WHAT YOU NEED TO DO: How many lines in the records below contain the string "treeline"? Treat uppercase and lowercase as different, and give only the number.

Excerpts of pointing data:
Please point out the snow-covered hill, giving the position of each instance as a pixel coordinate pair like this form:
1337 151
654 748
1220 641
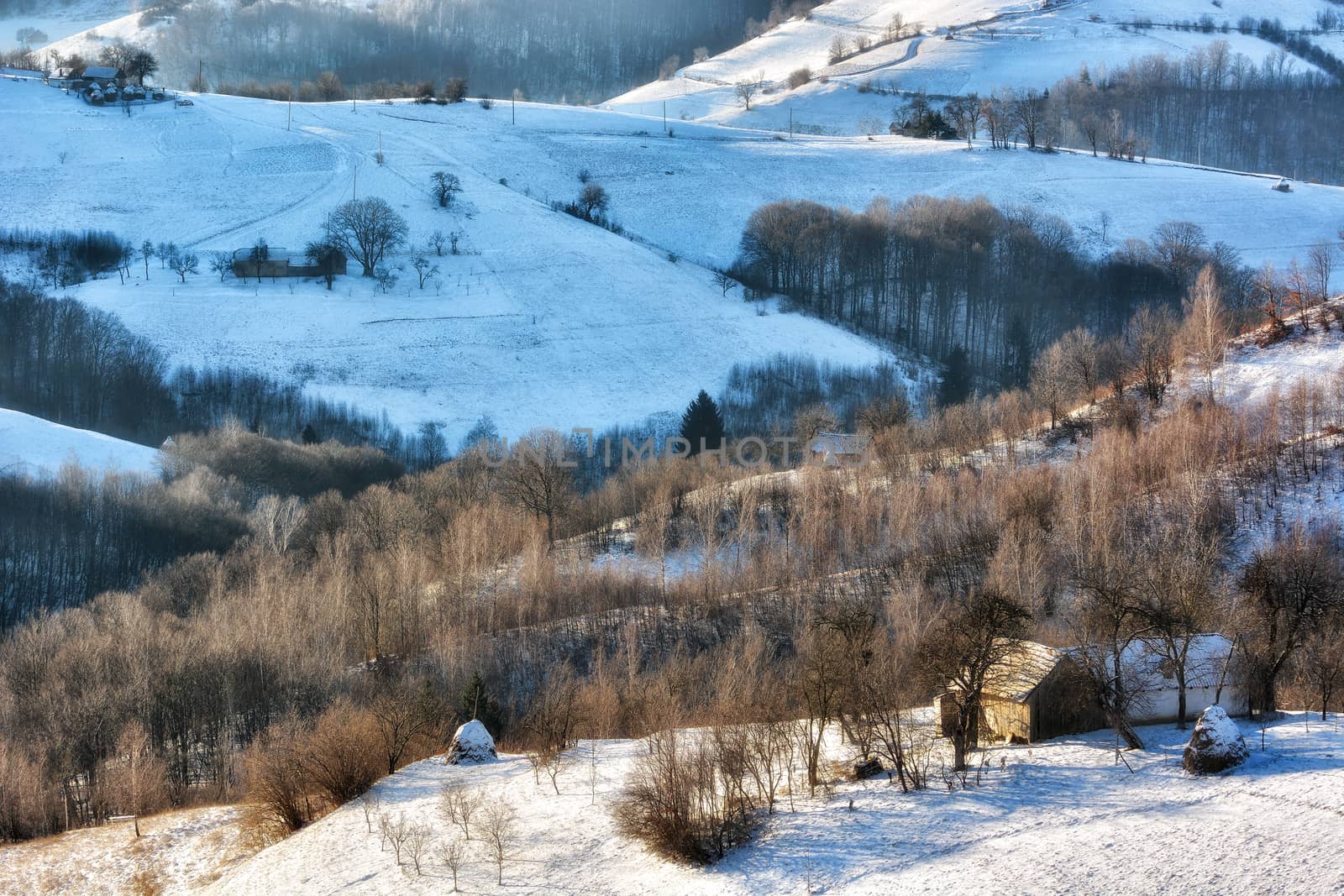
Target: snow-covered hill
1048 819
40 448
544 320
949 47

--

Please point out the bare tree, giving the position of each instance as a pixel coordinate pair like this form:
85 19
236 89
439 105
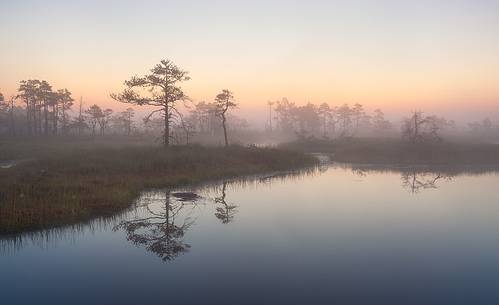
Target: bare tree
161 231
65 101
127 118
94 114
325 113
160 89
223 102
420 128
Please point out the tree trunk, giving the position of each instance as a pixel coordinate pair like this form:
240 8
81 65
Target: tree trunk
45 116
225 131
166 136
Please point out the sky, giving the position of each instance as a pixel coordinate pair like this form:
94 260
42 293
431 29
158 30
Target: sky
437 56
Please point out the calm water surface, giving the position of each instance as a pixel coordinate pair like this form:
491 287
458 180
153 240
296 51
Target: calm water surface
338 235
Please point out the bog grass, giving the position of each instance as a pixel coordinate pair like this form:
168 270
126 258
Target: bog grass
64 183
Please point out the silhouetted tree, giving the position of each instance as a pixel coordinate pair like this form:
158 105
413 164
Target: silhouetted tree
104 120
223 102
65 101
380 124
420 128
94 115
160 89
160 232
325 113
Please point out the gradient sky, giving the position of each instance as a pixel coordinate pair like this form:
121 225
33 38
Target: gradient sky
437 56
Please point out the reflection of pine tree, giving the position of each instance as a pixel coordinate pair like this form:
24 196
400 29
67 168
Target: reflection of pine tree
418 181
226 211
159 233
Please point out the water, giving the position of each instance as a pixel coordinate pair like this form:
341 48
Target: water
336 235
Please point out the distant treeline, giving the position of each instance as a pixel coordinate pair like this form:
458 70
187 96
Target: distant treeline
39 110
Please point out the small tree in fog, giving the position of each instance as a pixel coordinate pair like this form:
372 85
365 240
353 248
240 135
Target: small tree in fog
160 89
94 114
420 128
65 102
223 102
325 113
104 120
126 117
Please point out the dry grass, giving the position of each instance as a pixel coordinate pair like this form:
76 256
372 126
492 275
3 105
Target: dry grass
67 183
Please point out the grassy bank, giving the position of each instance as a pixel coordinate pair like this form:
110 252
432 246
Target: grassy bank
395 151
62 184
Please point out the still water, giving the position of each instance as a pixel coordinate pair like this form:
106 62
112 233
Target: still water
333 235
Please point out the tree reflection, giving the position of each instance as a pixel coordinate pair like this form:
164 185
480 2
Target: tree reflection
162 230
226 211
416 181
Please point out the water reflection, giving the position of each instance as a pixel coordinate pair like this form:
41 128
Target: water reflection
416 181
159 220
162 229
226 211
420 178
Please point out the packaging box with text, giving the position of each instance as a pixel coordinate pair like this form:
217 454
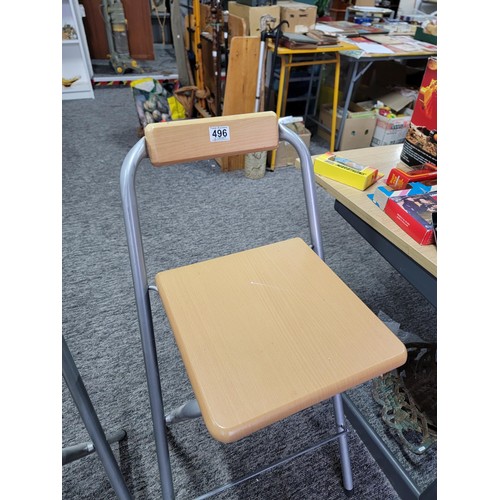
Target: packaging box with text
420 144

FULL ANSWER: 2